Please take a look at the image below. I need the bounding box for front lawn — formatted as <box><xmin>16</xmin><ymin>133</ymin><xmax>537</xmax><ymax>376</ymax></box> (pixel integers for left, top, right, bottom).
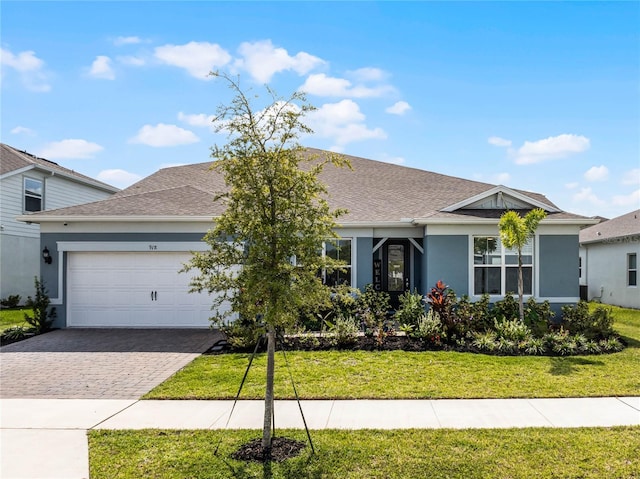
<box><xmin>89</xmin><ymin>427</ymin><xmax>640</xmax><ymax>479</ymax></box>
<box><xmin>145</xmin><ymin>305</ymin><xmax>640</xmax><ymax>399</ymax></box>
<box><xmin>0</xmin><ymin>308</ymin><xmax>31</xmax><ymax>332</ymax></box>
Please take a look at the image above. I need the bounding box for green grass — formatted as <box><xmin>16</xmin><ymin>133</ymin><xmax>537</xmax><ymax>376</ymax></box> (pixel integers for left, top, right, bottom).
<box><xmin>145</xmin><ymin>306</ymin><xmax>640</xmax><ymax>399</ymax></box>
<box><xmin>0</xmin><ymin>308</ymin><xmax>31</xmax><ymax>332</ymax></box>
<box><xmin>89</xmin><ymin>427</ymin><xmax>640</xmax><ymax>478</ymax></box>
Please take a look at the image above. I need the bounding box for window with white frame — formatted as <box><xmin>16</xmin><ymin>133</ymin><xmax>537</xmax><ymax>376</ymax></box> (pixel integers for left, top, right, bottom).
<box><xmin>473</xmin><ymin>236</ymin><xmax>533</xmax><ymax>295</ymax></box>
<box><xmin>628</xmin><ymin>253</ymin><xmax>637</xmax><ymax>287</ymax></box>
<box><xmin>24</xmin><ymin>177</ymin><xmax>43</xmax><ymax>212</ymax></box>
<box><xmin>323</xmin><ymin>239</ymin><xmax>352</xmax><ymax>286</ymax></box>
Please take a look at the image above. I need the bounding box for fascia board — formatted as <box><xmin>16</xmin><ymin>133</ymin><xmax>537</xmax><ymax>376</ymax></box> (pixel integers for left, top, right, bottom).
<box><xmin>0</xmin><ymin>165</ymin><xmax>35</xmax><ymax>180</ymax></box>
<box><xmin>414</xmin><ymin>217</ymin><xmax>599</xmax><ymax>226</ymax></box>
<box><xmin>35</xmin><ymin>167</ymin><xmax>120</xmax><ymax>193</ymax></box>
<box><xmin>16</xmin><ymin>215</ymin><xmax>218</xmax><ymax>224</ymax></box>
<box><xmin>441</xmin><ymin>185</ymin><xmax>561</xmax><ymax>213</ymax></box>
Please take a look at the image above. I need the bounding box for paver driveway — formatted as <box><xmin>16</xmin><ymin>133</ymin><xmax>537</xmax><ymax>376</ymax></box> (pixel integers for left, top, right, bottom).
<box><xmin>0</xmin><ymin>329</ymin><xmax>221</xmax><ymax>399</ymax></box>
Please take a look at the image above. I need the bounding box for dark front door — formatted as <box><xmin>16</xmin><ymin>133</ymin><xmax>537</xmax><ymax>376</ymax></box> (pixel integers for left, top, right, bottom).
<box><xmin>382</xmin><ymin>240</ymin><xmax>410</xmax><ymax>309</ymax></box>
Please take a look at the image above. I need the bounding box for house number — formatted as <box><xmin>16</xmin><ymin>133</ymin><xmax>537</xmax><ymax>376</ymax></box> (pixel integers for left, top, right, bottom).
<box><xmin>148</xmin><ymin>245</ymin><xmax>158</xmax><ymax>250</ymax></box>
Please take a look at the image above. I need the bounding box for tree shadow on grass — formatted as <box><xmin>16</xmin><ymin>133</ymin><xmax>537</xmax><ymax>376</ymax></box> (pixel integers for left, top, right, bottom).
<box><xmin>619</xmin><ymin>334</ymin><xmax>640</xmax><ymax>349</ymax></box>
<box><xmin>549</xmin><ymin>357</ymin><xmax>605</xmax><ymax>376</ymax></box>
<box><xmin>221</xmin><ymin>452</ymin><xmax>326</xmax><ymax>479</ymax></box>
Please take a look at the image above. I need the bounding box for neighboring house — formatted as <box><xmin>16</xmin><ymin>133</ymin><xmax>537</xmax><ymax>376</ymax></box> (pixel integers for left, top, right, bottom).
<box><xmin>18</xmin><ymin>148</ymin><xmax>595</xmax><ymax>328</ymax></box>
<box><xmin>579</xmin><ymin>209</ymin><xmax>640</xmax><ymax>309</ymax></box>
<box><xmin>1</xmin><ymin>143</ymin><xmax>119</xmax><ymax>301</ymax></box>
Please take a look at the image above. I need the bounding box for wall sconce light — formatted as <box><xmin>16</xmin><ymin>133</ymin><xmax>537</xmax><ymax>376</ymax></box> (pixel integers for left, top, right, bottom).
<box><xmin>42</xmin><ymin>247</ymin><xmax>52</xmax><ymax>264</ymax></box>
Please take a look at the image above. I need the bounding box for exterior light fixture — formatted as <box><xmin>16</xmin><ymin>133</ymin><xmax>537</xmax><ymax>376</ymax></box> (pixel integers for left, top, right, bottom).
<box><xmin>42</xmin><ymin>247</ymin><xmax>52</xmax><ymax>264</ymax></box>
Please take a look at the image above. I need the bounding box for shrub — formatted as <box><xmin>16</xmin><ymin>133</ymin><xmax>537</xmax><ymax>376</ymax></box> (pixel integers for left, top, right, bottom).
<box><xmin>24</xmin><ymin>277</ymin><xmax>56</xmax><ymax>334</ymax></box>
<box><xmin>0</xmin><ymin>294</ymin><xmax>22</xmax><ymax>309</ymax></box>
<box><xmin>562</xmin><ymin>301</ymin><xmax>615</xmax><ymax>339</ymax></box>
<box><xmin>414</xmin><ymin>310</ymin><xmax>444</xmax><ymax>344</ymax></box>
<box><xmin>221</xmin><ymin>316</ymin><xmax>264</xmax><ymax>350</ymax></box>
<box><xmin>490</xmin><ymin>293</ymin><xmax>519</xmax><ymax>322</ymax></box>
<box><xmin>1</xmin><ymin>325</ymin><xmax>32</xmax><ymax>342</ymax></box>
<box><xmin>357</xmin><ymin>285</ymin><xmax>391</xmax><ymax>340</ymax></box>
<box><xmin>523</xmin><ymin>337</ymin><xmax>546</xmax><ymax>356</ymax></box>
<box><xmin>524</xmin><ymin>298</ymin><xmax>555</xmax><ymax>336</ymax></box>
<box><xmin>471</xmin><ymin>331</ymin><xmax>497</xmax><ymax>353</ymax></box>
<box><xmin>493</xmin><ymin>317</ymin><xmax>532</xmax><ymax>342</ymax></box>
<box><xmin>326</xmin><ymin>314</ymin><xmax>359</xmax><ymax>347</ymax></box>
<box><xmin>394</xmin><ymin>290</ymin><xmax>425</xmax><ymax>328</ymax></box>
<box><xmin>599</xmin><ymin>337</ymin><xmax>624</xmax><ymax>353</ymax></box>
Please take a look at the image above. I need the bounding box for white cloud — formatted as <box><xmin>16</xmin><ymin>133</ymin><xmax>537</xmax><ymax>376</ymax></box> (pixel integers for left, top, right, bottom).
<box><xmin>178</xmin><ymin>111</ymin><xmax>215</xmax><ymax>127</ymax></box>
<box><xmin>348</xmin><ymin>67</ymin><xmax>386</xmax><ymax>82</ymax></box>
<box><xmin>89</xmin><ymin>56</ymin><xmax>115</xmax><ymax>80</ymax></box>
<box><xmin>300</xmin><ymin>73</ymin><xmax>394</xmax><ymax>98</ymax></box>
<box><xmin>10</xmin><ymin>126</ymin><xmax>35</xmax><ymax>135</ymax></box>
<box><xmin>515</xmin><ymin>134</ymin><xmax>590</xmax><ymax>165</ymax></box>
<box><xmin>488</xmin><ymin>136</ymin><xmax>512</xmax><ymax>147</ymax></box>
<box><xmin>565</xmin><ymin>182</ymin><xmax>579</xmax><ymax>189</ymax></box>
<box><xmin>113</xmin><ymin>36</ymin><xmax>142</xmax><ymax>46</ymax></box>
<box><xmin>612</xmin><ymin>189</ymin><xmax>640</xmax><ymax>207</ymax></box>
<box><xmin>621</xmin><ymin>168</ymin><xmax>640</xmax><ymax>186</ymax></box>
<box><xmin>96</xmin><ymin>169</ymin><xmax>142</xmax><ymax>188</ymax></box>
<box><xmin>129</xmin><ymin>123</ymin><xmax>200</xmax><ymax>147</ymax></box>
<box><xmin>38</xmin><ymin>139</ymin><xmax>103</xmax><ymax>159</ymax></box>
<box><xmin>386</xmin><ymin>101</ymin><xmax>411</xmax><ymax>116</ymax></box>
<box><xmin>117</xmin><ymin>55</ymin><xmax>145</xmax><ymax>66</ymax></box>
<box><xmin>233</xmin><ymin>40</ymin><xmax>325</xmax><ymax>83</ymax></box>
<box><xmin>0</xmin><ymin>47</ymin><xmax>51</xmax><ymax>92</ymax></box>
<box><xmin>572</xmin><ymin>187</ymin><xmax>605</xmax><ymax>206</ymax></box>
<box><xmin>307</xmin><ymin>100</ymin><xmax>386</xmax><ymax>146</ymax></box>
<box><xmin>154</xmin><ymin>41</ymin><xmax>231</xmax><ymax>79</ymax></box>
<box><xmin>584</xmin><ymin>165</ymin><xmax>609</xmax><ymax>182</ymax></box>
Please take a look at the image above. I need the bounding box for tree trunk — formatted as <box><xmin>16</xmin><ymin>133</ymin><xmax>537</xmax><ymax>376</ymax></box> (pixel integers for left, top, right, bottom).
<box><xmin>262</xmin><ymin>324</ymin><xmax>276</xmax><ymax>453</ymax></box>
<box><xmin>517</xmin><ymin>248</ymin><xmax>524</xmax><ymax>322</ymax></box>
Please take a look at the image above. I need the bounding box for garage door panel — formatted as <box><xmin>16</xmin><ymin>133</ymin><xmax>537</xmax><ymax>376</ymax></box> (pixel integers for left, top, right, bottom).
<box><xmin>67</xmin><ymin>252</ymin><xmax>225</xmax><ymax>328</ymax></box>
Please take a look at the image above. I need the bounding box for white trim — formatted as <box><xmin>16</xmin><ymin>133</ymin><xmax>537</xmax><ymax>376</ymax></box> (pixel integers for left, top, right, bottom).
<box><xmin>441</xmin><ymin>185</ymin><xmax>561</xmax><ymax>213</ymax></box>
<box><xmin>0</xmin><ymin>165</ymin><xmax>35</xmax><ymax>180</ymax></box>
<box><xmin>408</xmin><ymin>237</ymin><xmax>424</xmax><ymax>254</ymax></box>
<box><xmin>373</xmin><ymin>238</ymin><xmax>388</xmax><ymax>254</ymax></box>
<box><xmin>17</xmin><ymin>215</ymin><xmax>216</xmax><ymax>224</ymax></box>
<box><xmin>56</xmin><ymin>241</ymin><xmax>209</xmax><ymax>252</ymax></box>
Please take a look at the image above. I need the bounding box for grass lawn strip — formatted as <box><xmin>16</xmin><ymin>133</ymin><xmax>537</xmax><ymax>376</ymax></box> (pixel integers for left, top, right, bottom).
<box><xmin>0</xmin><ymin>308</ymin><xmax>31</xmax><ymax>332</ymax></box>
<box><xmin>145</xmin><ymin>306</ymin><xmax>640</xmax><ymax>400</ymax></box>
<box><xmin>89</xmin><ymin>427</ymin><xmax>640</xmax><ymax>479</ymax></box>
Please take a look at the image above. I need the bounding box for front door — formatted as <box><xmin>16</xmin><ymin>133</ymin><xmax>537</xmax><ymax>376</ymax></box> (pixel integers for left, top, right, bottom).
<box><xmin>382</xmin><ymin>240</ymin><xmax>410</xmax><ymax>309</ymax></box>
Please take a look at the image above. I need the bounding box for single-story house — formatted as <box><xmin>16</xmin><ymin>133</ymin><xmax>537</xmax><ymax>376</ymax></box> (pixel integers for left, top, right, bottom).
<box><xmin>19</xmin><ymin>148</ymin><xmax>596</xmax><ymax>328</ymax></box>
<box><xmin>579</xmin><ymin>209</ymin><xmax>639</xmax><ymax>309</ymax></box>
<box><xmin>1</xmin><ymin>143</ymin><xmax>119</xmax><ymax>301</ymax></box>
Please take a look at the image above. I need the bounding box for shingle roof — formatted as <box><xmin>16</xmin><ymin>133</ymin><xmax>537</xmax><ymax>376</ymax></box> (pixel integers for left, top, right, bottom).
<box><xmin>22</xmin><ymin>147</ymin><xmax>589</xmax><ymax>223</ymax></box>
<box><xmin>580</xmin><ymin>209</ymin><xmax>640</xmax><ymax>244</ymax></box>
<box><xmin>0</xmin><ymin>143</ymin><xmax>119</xmax><ymax>192</ymax></box>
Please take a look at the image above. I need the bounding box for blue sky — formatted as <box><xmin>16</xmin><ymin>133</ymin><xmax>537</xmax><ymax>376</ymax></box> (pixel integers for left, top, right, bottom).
<box><xmin>2</xmin><ymin>1</ymin><xmax>639</xmax><ymax>219</ymax></box>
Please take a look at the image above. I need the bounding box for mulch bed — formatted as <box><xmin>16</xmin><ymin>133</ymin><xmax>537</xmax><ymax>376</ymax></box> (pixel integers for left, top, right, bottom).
<box><xmin>231</xmin><ymin>436</ymin><xmax>307</xmax><ymax>462</ymax></box>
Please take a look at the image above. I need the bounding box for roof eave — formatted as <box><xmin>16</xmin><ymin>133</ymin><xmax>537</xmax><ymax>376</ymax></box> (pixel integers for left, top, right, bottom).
<box><xmin>16</xmin><ymin>215</ymin><xmax>218</xmax><ymax>224</ymax></box>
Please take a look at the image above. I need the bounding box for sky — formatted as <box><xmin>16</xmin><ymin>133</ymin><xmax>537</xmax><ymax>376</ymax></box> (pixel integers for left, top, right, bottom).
<box><xmin>2</xmin><ymin>1</ymin><xmax>639</xmax><ymax>220</ymax></box>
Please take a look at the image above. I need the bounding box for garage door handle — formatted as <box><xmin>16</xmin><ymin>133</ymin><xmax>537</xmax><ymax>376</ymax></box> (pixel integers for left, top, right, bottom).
<box><xmin>151</xmin><ymin>291</ymin><xmax>158</xmax><ymax>301</ymax></box>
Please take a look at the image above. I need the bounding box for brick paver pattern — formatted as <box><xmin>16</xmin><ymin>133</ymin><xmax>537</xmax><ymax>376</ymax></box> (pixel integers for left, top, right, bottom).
<box><xmin>0</xmin><ymin>329</ymin><xmax>221</xmax><ymax>399</ymax></box>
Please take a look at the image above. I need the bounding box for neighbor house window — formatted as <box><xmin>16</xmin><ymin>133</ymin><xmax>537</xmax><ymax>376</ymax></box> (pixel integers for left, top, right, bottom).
<box><xmin>24</xmin><ymin>178</ymin><xmax>43</xmax><ymax>212</ymax></box>
<box><xmin>323</xmin><ymin>239</ymin><xmax>352</xmax><ymax>286</ymax></box>
<box><xmin>628</xmin><ymin>253</ymin><xmax>637</xmax><ymax>287</ymax></box>
<box><xmin>473</xmin><ymin>236</ymin><xmax>533</xmax><ymax>296</ymax></box>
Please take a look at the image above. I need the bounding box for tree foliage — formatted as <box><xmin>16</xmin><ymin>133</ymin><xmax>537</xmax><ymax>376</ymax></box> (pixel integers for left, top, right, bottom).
<box><xmin>184</xmin><ymin>72</ymin><xmax>349</xmax><ymax>452</ymax></box>
<box><xmin>498</xmin><ymin>208</ymin><xmax>547</xmax><ymax>320</ymax></box>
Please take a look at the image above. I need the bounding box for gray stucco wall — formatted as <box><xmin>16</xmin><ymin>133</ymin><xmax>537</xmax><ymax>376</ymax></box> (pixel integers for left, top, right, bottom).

══════

THE PROBLEM: The lines to output run from the one containing "for tree foliage" to the last line of the entries; give them back exactly.

TASK RESPONSE:
Please take a look at the image above. I need the bounding box for tree foliage — formatted as <box><xmin>16</xmin><ymin>133</ymin><xmax>537</xmax><ymax>376</ymax></box> (pixel integers for left, top, right, bottom).
<box><xmin>184</xmin><ymin>72</ymin><xmax>349</xmax><ymax>452</ymax></box>
<box><xmin>498</xmin><ymin>208</ymin><xmax>547</xmax><ymax>320</ymax></box>
Please take a look at the image above. I need the bounding box for gray stucco wall — formatted as <box><xmin>16</xmin><ymin>133</ymin><xmax>537</xmax><ymax>376</ymax></box> (pixel integers for left, top, right, bottom).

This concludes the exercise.